▶ [EXERCISE REQUIREMENTS]: Please write out every entry below exactly, leaving out any pictures.

[Image-backed grounding data]
[Start of section]
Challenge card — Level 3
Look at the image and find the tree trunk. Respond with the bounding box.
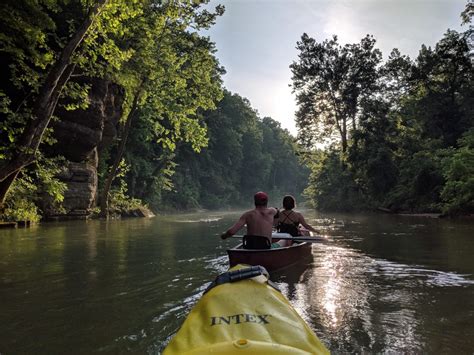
[0,0,108,201]
[0,171,20,213]
[0,63,76,203]
[99,86,142,218]
[341,118,348,152]
[351,114,358,148]
[329,90,348,153]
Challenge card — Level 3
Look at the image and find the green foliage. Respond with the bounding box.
[2,176,41,222]
[440,129,474,215]
[291,33,382,151]
[386,151,444,212]
[0,0,146,218]
[297,23,473,214]
[121,112,178,211]
[113,0,224,150]
[349,99,399,203]
[159,91,310,210]
[135,91,305,210]
[260,117,310,198]
[304,151,366,211]
[109,179,145,215]
[0,0,141,161]
[1,0,225,218]
[409,30,473,147]
[2,155,67,221]
[36,156,68,204]
[2,0,472,219]
[98,0,225,215]
[107,159,145,214]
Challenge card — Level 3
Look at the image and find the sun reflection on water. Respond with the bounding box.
[320,270,340,328]
[307,245,373,331]
[276,238,474,353]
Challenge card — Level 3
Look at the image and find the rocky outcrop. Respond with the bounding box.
[47,79,124,218]
[53,79,123,162]
[123,207,155,218]
[45,161,98,219]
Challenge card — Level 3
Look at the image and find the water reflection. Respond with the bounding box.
[276,239,474,353]
[316,249,344,329]
[1,212,473,354]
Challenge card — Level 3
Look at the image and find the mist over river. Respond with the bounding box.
[1,211,473,354]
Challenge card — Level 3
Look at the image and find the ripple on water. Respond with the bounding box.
[369,259,474,287]
[276,243,474,353]
[172,216,223,223]
[203,255,228,274]
[150,283,209,343]
[119,255,228,353]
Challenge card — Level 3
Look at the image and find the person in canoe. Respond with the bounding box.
[277,195,319,241]
[220,191,284,249]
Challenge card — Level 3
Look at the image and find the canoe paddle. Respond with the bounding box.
[231,233,328,243]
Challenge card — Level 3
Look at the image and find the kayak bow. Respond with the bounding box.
[163,264,329,354]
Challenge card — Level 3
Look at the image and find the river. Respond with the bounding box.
[0,211,473,354]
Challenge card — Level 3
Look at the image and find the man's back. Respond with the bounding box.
[243,207,277,241]
[220,191,278,244]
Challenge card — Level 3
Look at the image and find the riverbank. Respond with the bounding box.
[377,206,474,219]
[0,205,155,228]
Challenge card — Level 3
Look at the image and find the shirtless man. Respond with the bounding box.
[220,191,279,246]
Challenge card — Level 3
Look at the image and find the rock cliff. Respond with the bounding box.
[47,79,124,219]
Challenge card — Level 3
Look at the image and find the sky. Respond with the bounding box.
[202,0,468,135]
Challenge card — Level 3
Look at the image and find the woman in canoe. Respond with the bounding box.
[277,195,319,243]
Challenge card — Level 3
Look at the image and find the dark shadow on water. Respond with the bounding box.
[271,255,314,299]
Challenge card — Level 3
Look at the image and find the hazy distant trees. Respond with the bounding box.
[129,91,309,210]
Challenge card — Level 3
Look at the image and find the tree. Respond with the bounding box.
[0,0,141,206]
[440,128,474,215]
[293,5,474,214]
[159,91,310,210]
[260,117,309,196]
[98,1,224,216]
[408,30,473,148]
[303,149,366,211]
[461,0,473,50]
[379,48,413,107]
[290,34,382,152]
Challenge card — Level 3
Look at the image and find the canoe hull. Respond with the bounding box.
[227,242,312,272]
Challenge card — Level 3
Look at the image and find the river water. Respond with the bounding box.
[0,211,473,354]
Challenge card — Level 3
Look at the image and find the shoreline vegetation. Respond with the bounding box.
[1,2,473,225]
[2,203,472,230]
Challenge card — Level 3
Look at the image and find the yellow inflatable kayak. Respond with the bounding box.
[163,264,329,354]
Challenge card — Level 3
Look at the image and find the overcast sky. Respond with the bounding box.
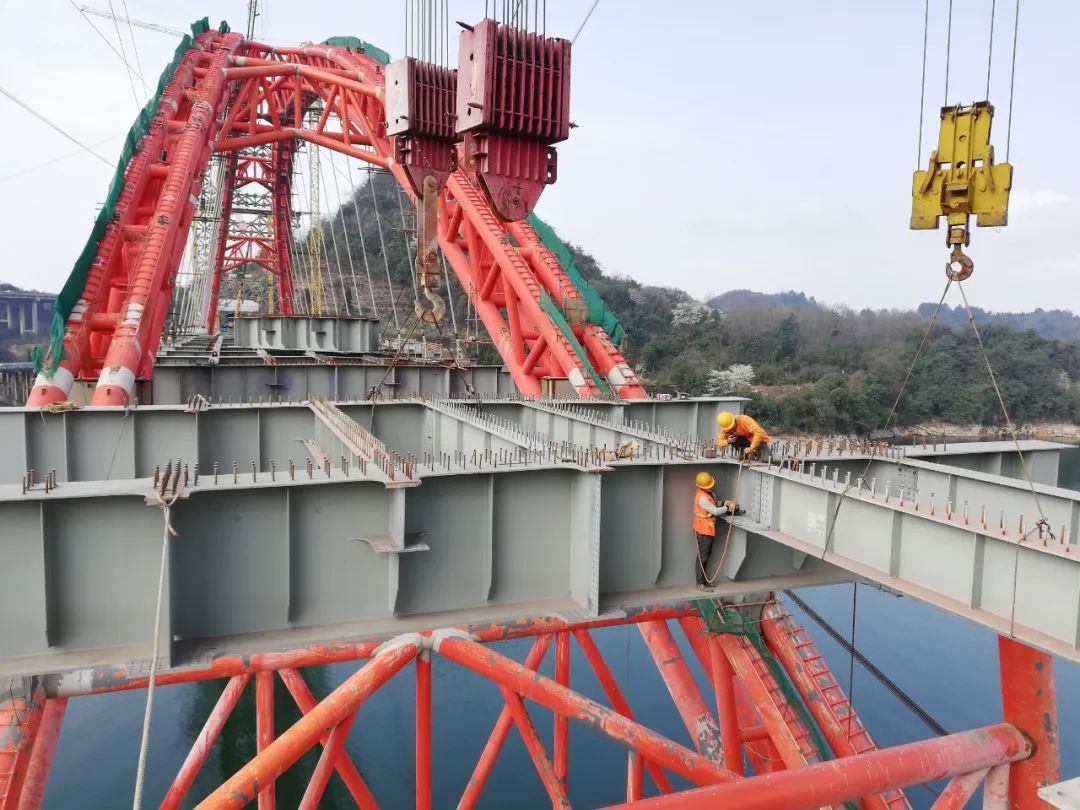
[1,1,1076,313]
[End of section]
▶ [SOLUTION BELOW]:
Challenge card — Level 3
Look at the image and find the tree trunk. Respond with the bounding box.
[0,0,108,201]
[0,171,20,213]
[0,63,76,203]
[99,86,142,218]
[341,118,348,152]
[351,114,358,148]
[329,90,348,153]
Challenge card — Level 3
Look at the image and find the green foliage. Respond with the bounding box.
[2,176,41,222]
[440,129,474,215]
[291,33,382,151]
[386,151,444,212]
[0,0,146,218]
[297,23,473,214]
[121,112,178,211]
[113,0,224,150]
[349,99,399,203]
[159,91,310,210]
[135,91,305,210]
[260,117,310,198]
[304,151,366,211]
[109,179,145,215]
[0,0,141,161]
[1,0,225,218]
[409,30,473,147]
[2,155,67,221]
[36,156,68,204]
[2,0,472,219]
[98,0,225,215]
[107,159,145,214]
Challenge card — Level 3
Look at the image and find the sun reflection on water. Respond with the bounding box.
[320,270,340,328]
[307,245,373,331]
[276,238,474,353]
Challenge card — Level 3
Look at the image and find the rocky outcrop. Respond with the bounding box.
[47,79,124,218]
[53,79,123,162]
[123,207,155,218]
[45,161,98,219]
Challenge card — Level 3
Look at the image and find the water reflection. Respond with the bounding box.
[276,239,474,353]
[316,249,344,329]
[1,212,473,354]
Challenge card — Level 3
Look at the image and find the mist over river. Respond with the bounding box.
[1,211,473,354]
Challenge card — Level 3
Look at the image and find the ripple on water. Respond with the bounding box.
[369,259,474,287]
[276,243,474,353]
[172,216,223,223]
[203,255,228,274]
[150,283,209,343]
[119,255,228,353]
Challenge card — Level 3
Look at the image and find the person in canoe. Respond with the bounding box.
[277,195,319,241]
[220,191,284,249]
Challenge card — Level 3
Look at the image and find the canoe paddle. Respond with the bounding box.
[231,233,328,243]
Challenge card — Level 3
Look at the image and find the kayak bow. Respond with the bounding box.
[163,264,329,354]
Challenge card — Level 3
Look at the image and find the river. Respond with the bounding box.
[0,211,473,354]
Challenge card — Level 3
Look at the image and find the man's back. Respond with the bounding box.
[243,207,277,241]
[220,191,278,244]
Challenge card — Level 3
Look at the image and find the riverbank. Respond with the bounding box.
[377,206,474,219]
[0,205,155,228]
Challenge card — Level 3
Look at the image and find the shirtless man. Respond with the bounding box.
[220,191,279,246]
Challenge card — Level 3
Look at the image and find the rock cliff. Respond with the bounding box.
[47,79,124,219]
Challenge card — Level 3
Look at the image and find the sky. Respond with the bounding box.
[202,0,468,135]
Challenge card — Level 3
Look at the image and find the woman in canoe. Respond with the bounding box.
[277,195,319,243]
Challenge card — Level 3
Look at the image and find the dark shadow on water. Respond with the bounding box.
[271,255,314,299]
Challenge card — Level 3
Look at the image and find the hazy distant trees. Respond with the bounding box.
[129,91,309,210]
Challenge card — Level 3
Look at the image and find the tree. Respond with the bounding box.
[0,0,141,206]
[440,128,474,215]
[293,5,474,214]
[159,91,310,210]
[260,117,309,196]
[98,1,224,216]
[408,30,473,148]
[303,149,366,211]
[461,0,473,50]
[379,48,413,107]
[290,34,382,152]
Challenge card — Level 3
Look at the image and find the canoe hull. Respond with the bounding box.
[227,242,312,272]
Challenge card — Level 3
Look at the image and find the river water. Respond with the bounding box.
[0,211,473,354]
Challenge card — Level 3
Look at the image and find the shoreline vegetation. Respond with the bounding box.
[1,2,473,225]
[2,203,472,230]
Challenge card — Level 3
Look at the image and find the yellow inflatable kayak. Respond with the bounding box.
[163,264,329,354]
Challenge card — Level 3
Look at the image and find the overcast sky. Respond with the bounding box.
[1,1,1076,313]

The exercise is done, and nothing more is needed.